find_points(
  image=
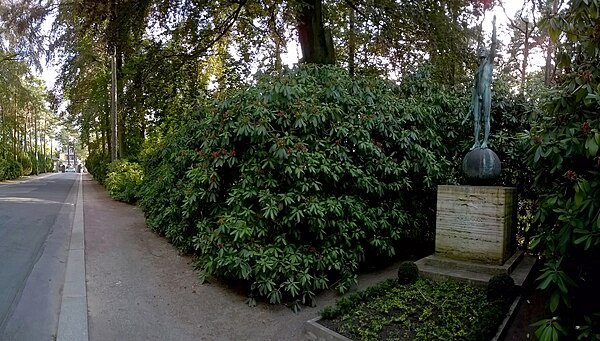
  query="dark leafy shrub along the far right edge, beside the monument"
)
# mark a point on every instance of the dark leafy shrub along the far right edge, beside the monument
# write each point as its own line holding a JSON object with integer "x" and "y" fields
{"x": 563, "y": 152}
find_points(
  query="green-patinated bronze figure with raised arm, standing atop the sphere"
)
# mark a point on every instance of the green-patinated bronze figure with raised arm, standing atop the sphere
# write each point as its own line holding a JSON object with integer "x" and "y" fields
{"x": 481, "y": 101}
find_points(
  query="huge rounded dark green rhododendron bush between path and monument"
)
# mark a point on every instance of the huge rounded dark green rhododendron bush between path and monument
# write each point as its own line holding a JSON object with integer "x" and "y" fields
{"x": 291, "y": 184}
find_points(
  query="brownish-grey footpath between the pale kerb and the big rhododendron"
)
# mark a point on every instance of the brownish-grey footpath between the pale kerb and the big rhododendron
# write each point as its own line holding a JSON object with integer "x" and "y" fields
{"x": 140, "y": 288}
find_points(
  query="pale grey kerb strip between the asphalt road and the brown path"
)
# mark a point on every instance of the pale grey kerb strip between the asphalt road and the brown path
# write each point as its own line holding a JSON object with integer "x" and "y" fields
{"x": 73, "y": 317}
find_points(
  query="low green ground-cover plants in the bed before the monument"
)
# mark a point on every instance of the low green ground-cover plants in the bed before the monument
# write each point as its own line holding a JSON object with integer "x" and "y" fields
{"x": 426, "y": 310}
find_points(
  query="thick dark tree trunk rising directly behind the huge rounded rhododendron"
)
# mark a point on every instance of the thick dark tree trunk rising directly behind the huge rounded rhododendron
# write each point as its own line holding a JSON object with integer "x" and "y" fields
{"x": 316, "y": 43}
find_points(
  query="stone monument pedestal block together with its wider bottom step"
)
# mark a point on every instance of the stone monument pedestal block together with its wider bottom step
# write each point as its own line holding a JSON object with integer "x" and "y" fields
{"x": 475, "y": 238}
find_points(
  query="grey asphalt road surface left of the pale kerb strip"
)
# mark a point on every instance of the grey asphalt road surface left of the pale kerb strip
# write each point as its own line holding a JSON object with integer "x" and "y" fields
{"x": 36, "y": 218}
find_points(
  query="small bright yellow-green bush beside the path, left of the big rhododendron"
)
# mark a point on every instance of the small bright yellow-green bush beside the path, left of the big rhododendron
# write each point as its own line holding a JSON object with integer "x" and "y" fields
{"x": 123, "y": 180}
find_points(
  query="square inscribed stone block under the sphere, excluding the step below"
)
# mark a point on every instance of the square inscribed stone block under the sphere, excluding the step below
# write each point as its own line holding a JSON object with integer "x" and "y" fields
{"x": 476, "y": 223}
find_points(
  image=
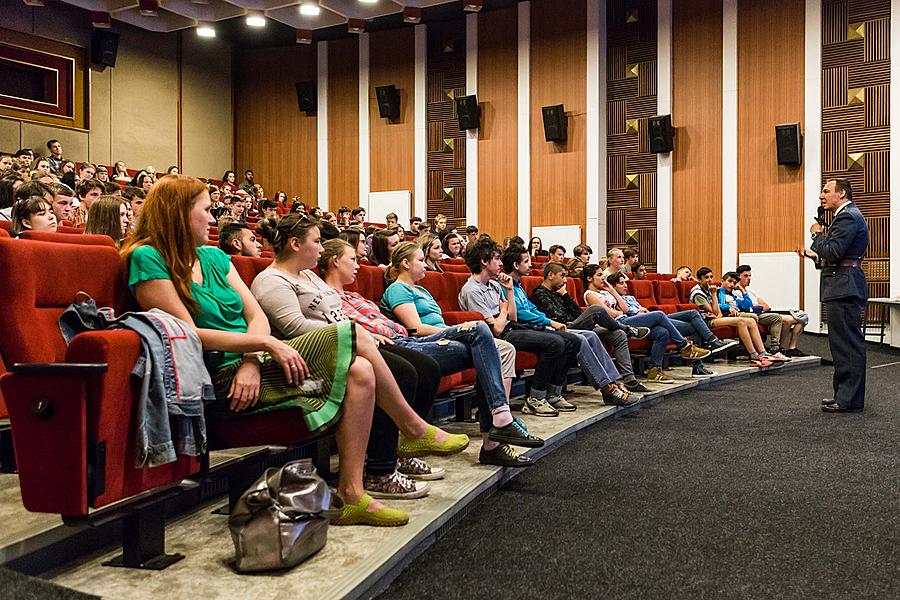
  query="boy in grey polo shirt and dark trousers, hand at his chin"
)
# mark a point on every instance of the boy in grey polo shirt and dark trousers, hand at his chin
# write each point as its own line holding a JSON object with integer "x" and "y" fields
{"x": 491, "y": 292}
·····
Every line above that holds the string "excluding" should be returned.

### Solution below
  query="square inscribed stone block under the sphere, excluding the step below"
# mark a point on every instance of the square inscribed stone block under the sphere, excluding the step below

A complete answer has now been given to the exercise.